EXERCISE OBJECTIVE: Exactly those lines that run from the one containing "Q: Point to the green leaf" through the last line of the entries below should be printed, and no others.

### DATA FOR THIS EXERCISE

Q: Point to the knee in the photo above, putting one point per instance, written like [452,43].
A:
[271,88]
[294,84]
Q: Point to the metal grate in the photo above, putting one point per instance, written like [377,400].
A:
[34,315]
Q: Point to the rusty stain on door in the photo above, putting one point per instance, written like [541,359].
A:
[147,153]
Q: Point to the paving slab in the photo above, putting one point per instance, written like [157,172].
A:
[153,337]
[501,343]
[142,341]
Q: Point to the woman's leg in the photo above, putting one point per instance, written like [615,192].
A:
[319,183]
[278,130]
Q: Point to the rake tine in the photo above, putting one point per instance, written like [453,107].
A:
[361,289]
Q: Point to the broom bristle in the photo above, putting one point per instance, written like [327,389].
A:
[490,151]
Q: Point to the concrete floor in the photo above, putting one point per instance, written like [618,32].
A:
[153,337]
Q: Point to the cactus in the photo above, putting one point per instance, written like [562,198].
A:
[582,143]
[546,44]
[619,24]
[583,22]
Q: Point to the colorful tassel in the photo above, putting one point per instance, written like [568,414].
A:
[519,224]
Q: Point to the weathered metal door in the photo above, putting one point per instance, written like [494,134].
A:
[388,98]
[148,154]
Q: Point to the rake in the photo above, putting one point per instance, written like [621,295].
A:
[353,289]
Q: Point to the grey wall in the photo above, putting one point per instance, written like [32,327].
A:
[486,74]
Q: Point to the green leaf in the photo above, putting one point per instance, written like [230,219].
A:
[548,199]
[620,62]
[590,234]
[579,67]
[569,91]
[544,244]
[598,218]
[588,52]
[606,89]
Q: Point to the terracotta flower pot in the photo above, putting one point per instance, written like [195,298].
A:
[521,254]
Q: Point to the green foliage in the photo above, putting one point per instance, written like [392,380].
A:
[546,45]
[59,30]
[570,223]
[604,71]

######

OUTPUT FOR THIS EXERCISE:
Q: Point to the green leaf in the photo above, putting one point per instance, written like [230,219].
A:
[548,199]
[620,62]
[590,234]
[579,67]
[569,91]
[544,244]
[598,218]
[588,52]
[606,89]
Q: Point to the terracotta flower pot in the photo above, putting one point per instance, written like [195,298].
A:
[521,254]
Q: Point to the green foliage in the photo above, putting one point per instance, written like [392,380].
A:
[546,45]
[59,30]
[570,223]
[604,71]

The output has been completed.